What is required :: Down to the last character, repeat the entries beneath this task.

Data for this exercise ::

|---|

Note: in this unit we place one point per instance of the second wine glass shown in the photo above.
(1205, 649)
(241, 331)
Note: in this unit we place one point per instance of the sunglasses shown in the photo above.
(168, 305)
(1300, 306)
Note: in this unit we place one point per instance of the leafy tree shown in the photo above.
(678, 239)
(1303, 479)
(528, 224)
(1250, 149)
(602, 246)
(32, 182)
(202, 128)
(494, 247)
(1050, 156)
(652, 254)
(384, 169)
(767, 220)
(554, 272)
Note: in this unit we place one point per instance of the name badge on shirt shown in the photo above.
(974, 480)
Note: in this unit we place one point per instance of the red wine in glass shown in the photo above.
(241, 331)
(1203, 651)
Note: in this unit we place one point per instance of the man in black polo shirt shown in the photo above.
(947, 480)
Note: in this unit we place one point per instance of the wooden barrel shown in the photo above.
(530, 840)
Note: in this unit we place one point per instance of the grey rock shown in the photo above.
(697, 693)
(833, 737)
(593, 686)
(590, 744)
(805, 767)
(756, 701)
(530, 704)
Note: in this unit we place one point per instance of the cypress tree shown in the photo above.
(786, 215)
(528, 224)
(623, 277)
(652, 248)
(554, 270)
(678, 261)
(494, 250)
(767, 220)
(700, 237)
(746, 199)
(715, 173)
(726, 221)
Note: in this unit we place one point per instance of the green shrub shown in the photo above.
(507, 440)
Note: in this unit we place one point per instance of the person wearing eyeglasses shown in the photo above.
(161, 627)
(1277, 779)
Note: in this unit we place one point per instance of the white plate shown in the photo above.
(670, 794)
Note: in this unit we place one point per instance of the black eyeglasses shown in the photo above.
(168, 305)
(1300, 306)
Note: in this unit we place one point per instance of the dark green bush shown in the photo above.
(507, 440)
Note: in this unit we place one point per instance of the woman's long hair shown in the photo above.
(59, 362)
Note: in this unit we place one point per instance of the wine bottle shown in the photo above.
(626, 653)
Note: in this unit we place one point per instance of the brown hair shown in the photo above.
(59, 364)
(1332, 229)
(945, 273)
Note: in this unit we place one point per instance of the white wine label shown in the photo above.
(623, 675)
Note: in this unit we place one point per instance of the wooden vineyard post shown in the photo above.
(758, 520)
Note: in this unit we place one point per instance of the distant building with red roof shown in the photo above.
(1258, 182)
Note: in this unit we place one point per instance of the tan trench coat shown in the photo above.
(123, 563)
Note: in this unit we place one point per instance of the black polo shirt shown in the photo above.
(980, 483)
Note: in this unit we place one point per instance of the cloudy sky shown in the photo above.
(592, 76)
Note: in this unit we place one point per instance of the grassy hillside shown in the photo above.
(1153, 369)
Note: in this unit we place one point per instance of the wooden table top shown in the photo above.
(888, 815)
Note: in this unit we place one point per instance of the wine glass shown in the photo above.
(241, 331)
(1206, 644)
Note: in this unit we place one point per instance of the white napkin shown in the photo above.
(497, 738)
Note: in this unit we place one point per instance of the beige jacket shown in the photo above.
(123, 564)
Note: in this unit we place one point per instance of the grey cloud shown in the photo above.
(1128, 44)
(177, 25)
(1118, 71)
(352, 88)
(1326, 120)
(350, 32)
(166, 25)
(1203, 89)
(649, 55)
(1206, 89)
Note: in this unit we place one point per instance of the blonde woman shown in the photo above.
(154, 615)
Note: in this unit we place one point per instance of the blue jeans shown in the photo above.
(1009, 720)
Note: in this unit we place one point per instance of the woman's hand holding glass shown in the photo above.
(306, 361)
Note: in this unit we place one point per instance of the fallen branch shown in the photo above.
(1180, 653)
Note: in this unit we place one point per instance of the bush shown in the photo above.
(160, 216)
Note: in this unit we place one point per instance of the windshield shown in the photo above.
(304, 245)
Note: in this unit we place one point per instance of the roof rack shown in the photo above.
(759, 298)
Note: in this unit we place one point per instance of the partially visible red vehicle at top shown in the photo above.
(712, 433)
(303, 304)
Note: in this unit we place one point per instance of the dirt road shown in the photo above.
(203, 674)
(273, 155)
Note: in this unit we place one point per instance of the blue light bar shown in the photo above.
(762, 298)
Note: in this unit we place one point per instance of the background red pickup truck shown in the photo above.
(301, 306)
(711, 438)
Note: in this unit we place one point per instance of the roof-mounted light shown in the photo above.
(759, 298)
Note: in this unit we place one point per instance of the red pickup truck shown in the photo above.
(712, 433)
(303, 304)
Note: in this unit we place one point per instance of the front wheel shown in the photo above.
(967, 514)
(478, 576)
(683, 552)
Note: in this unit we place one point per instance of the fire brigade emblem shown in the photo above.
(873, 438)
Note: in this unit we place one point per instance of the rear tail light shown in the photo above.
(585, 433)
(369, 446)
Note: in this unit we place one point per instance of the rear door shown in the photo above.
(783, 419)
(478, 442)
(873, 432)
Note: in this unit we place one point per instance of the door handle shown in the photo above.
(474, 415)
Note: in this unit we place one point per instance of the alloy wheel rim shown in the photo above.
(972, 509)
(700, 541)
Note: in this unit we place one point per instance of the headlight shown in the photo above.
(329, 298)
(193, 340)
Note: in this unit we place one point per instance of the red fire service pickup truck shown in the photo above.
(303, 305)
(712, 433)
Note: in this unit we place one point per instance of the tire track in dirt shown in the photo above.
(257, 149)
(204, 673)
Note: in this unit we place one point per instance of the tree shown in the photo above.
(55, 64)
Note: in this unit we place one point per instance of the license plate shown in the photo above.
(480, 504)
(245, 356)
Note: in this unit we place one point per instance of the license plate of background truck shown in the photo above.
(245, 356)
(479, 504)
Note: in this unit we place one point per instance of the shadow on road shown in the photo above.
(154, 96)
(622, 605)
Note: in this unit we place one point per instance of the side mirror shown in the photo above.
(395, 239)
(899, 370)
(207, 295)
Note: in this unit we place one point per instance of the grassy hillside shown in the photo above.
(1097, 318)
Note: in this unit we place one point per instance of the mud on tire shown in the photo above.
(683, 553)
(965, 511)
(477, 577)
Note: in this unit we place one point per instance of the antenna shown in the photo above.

|---|

Exercise solution ::
Note: in this unit we place one point per instance of the second wine glass shown in the photo above.
(1205, 649)
(241, 331)
Note: in this unit we place one point per instance of the sunglasses shown in the photo above.
(168, 305)
(1300, 306)
Note: in this unit we place one point per instance of the leafy tree shown in the photo above.
(678, 239)
(1303, 479)
(528, 224)
(1250, 149)
(602, 246)
(32, 182)
(202, 128)
(494, 247)
(1050, 156)
(652, 254)
(384, 169)
(767, 220)
(554, 272)
Note: in this unit we place one point per instance of the name badge on shirt shown in the photo above.
(974, 480)
Note: in this unit we place one point per instance of the red wine in glass shown in the photo above.
(241, 331)
(1203, 651)
Note: in this unit we place one point per instance of the man in black polo shirt shown in the photo above.
(947, 480)
Note: in this unit we place one point per instance of the wooden barrel shown in the photo above.
(530, 840)
Note: in this unit we place one point per instance of the grey rock shown in the photo above.
(697, 693)
(833, 737)
(593, 686)
(590, 744)
(805, 767)
(756, 701)
(530, 704)
Note: in this unit we place one point per instance of the cypress tree shown in the photo above.
(786, 215)
(528, 224)
(623, 277)
(652, 248)
(554, 270)
(678, 261)
(494, 250)
(767, 220)
(700, 237)
(746, 199)
(715, 173)
(726, 221)
Note: in this unit we place one point per instance of the green shrub shown in the photo above.
(507, 440)
Note: in this unit we place one point per instance of the person wearing eyeglasses shown in the photo above.
(161, 627)
(1277, 779)
Note: in this unit we place one point per instance of the white plate shown in the photo above.
(670, 794)
Note: in this unit we place one point per instance of the black eyeglasses shown in the photo above.
(168, 305)
(1300, 306)
Note: in this unit we place one point per instance of the dark green bush shown in the photo above.
(507, 440)
Note: in this unit we place one point per instance of the woman's long hair shown in the photo above.
(59, 362)
Note: in this unit we place one point per instance of the wine bottle shown in the photo above.
(626, 653)
Note: in this unit we place one point per instance of the brown hair shown in the photo above.
(59, 364)
(1332, 229)
(945, 273)
Note: in this unit we place one point per instance of the white wine label shown in the photo above.
(623, 675)
Note: in this unit we place one point per instance of the wooden vineyard post shown in the photo above.
(758, 520)
Note: in this unit we place one point per instance of the distant building with red roof shown in the photo above.
(1258, 182)
Note: in this unit we place one point per instance of the tan trench coat shown in the photo above.
(123, 563)
Note: in this unit we place one point per instance of the black polo shirt shown in the photo above.
(980, 483)
Note: in this unit we place one point per instance of the cloudy sky shown in the photo above.
(592, 76)
Note: in this unit we place one point per instance of the grassy hillside shown in the photo above.
(1153, 369)
Note: in this unit we place one point per instance of the wooden table top shown in the photo above.
(888, 815)
Note: in this unit we place one point per instance of the wine glass shown in the photo above.
(241, 331)
(1206, 644)
Note: in this unit we place one point per instance of the white napkin shown in the photo above.
(497, 738)
Note: in this unit we place one point per instance of the beige jacket shown in the photo above.
(123, 564)
Note: in this unit we place one point per instance of the grey cloud shown in the photo above.
(1128, 44)
(177, 25)
(1118, 71)
(352, 88)
(1326, 120)
(350, 32)
(166, 25)
(1203, 89)
(649, 55)
(1206, 89)
Note: in this unit we place one point per instance of the blonde woman shown in the photo above.
(154, 615)
Note: in this unit we place one point per instance of the blue jeans shown in the photo above.
(1009, 720)
Note: in this unit we place one point per instance of the woman's hand holding glass shown in the photo above.
(306, 361)
Note: in this unit we place one point per instance of the fallen branch shown in the photo above.
(1180, 653)
Note: in this unit we place one point per instance of the bush shown in the photo above.
(160, 216)
Note: in this unit we place one point per instance of the windshield shown in the photo above.
(304, 245)
Note: in this unit we place one point per instance of the roof rack shown in the photo above.
(759, 298)
Note: in this unit we place one point per instance of the partially visible red vehicle at top shown in the photo above.
(712, 433)
(303, 304)
Note: in this unit we place one point per instance of the dirt road shown in the photo above.
(203, 674)
(273, 155)
Note: in this unit we place one point per instance of the blue light bar shown in the photo above.
(762, 298)
Note: in this unit we place one point per instance of the background red pickup truck shown in the photo above.
(301, 306)
(711, 438)
Note: in this unit we place one point per instance of the roof-mounted light shown in the photo above.
(759, 298)
Note: in this unit we place one point per instance of the red pickup truck shown in the photo above.
(712, 433)
(303, 304)
Note: in this unit we place one point per instance of the front wheel shown in the photo above.
(967, 514)
(478, 576)
(683, 552)
Note: in this unit we place one point per instance of the fire brigade emblem shown in the photo above.
(873, 438)
Note: in this unit we place one point per instance of the rear tail light shown in the photo above.
(585, 433)
(369, 446)
Note: in this unit we place one point per instance of the rear door shown in the photo above.
(783, 419)
(478, 442)
(873, 432)
Note: in this unit we place one point per instance of the door handle shown in the photo above.
(474, 415)
Note: in this unit we place one point per instance of the alloy wheel rim shown in the photo above.
(972, 509)
(700, 541)
Note: in this unit we place one point per instance of the headlight shown in the photo above.
(329, 298)
(193, 340)
Note: in this unit we place one point per instance of the red fire service pickup truck shown in the photo above.
(303, 305)
(712, 433)
Note: in this unit we place one point per instance of the tire track in dirt shown in the photo above.
(257, 149)
(204, 673)
Note: in this unit we place one point per instance of the tree shown in the photo above.
(55, 64)
Note: in this unit we place one point per instance of the license plate shown in the photo above.
(480, 504)
(245, 356)
Note: in this unit we place one point per instance of the license plate of background truck shown in the photo above.
(245, 356)
(479, 504)
Note: in this unit we place one point per instance of the shadow on road shown in the photo above.
(154, 96)
(622, 605)
Note: in this unit we place one point per instance of the side mirror shown in the photo above.
(395, 239)
(899, 370)
(207, 295)
Note: in this unit we place one point per instance of the grassy hillside shown in the photo above.
(1097, 318)
Note: in this unit we place one point per instance of the mud on tire shown in the photo above.
(683, 553)
(965, 511)
(477, 577)
Note: in this unit we place one point per instance of the antenna shown in the photo above.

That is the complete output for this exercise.